# [About this task]
Answer with a number only: how many lines of the data contain "overcast"?

====== Data to use

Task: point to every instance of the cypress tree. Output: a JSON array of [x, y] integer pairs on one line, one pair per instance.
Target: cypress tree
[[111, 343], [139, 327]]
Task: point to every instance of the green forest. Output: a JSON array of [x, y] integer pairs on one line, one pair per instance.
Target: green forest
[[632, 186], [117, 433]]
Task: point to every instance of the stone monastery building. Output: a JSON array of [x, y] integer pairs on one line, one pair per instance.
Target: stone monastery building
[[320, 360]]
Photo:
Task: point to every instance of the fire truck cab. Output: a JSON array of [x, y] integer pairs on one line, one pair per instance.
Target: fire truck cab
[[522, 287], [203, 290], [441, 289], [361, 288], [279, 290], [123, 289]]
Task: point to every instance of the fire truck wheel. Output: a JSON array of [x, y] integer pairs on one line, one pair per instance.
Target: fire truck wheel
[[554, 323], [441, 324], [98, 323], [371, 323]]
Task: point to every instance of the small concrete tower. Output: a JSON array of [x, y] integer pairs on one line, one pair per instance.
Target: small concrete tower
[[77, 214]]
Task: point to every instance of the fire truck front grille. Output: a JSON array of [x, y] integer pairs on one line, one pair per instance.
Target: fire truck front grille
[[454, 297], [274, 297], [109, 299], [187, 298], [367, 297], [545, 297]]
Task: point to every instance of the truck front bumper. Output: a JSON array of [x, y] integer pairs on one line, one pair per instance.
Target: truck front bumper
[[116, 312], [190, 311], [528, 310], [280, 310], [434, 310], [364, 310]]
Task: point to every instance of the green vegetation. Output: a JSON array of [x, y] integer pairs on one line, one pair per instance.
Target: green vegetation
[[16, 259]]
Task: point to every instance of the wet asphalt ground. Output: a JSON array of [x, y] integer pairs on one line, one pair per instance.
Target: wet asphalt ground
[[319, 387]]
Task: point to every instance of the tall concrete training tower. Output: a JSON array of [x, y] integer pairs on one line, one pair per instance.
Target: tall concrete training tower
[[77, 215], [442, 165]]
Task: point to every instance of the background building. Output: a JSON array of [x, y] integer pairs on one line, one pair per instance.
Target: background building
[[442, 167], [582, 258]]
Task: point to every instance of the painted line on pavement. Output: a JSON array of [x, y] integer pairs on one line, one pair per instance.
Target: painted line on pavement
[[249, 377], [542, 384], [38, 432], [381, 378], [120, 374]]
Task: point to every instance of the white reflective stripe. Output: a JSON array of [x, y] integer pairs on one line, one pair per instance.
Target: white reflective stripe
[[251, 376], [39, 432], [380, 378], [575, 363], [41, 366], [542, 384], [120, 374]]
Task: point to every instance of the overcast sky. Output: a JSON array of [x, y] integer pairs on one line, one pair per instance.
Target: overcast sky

============

# [Written answer]
2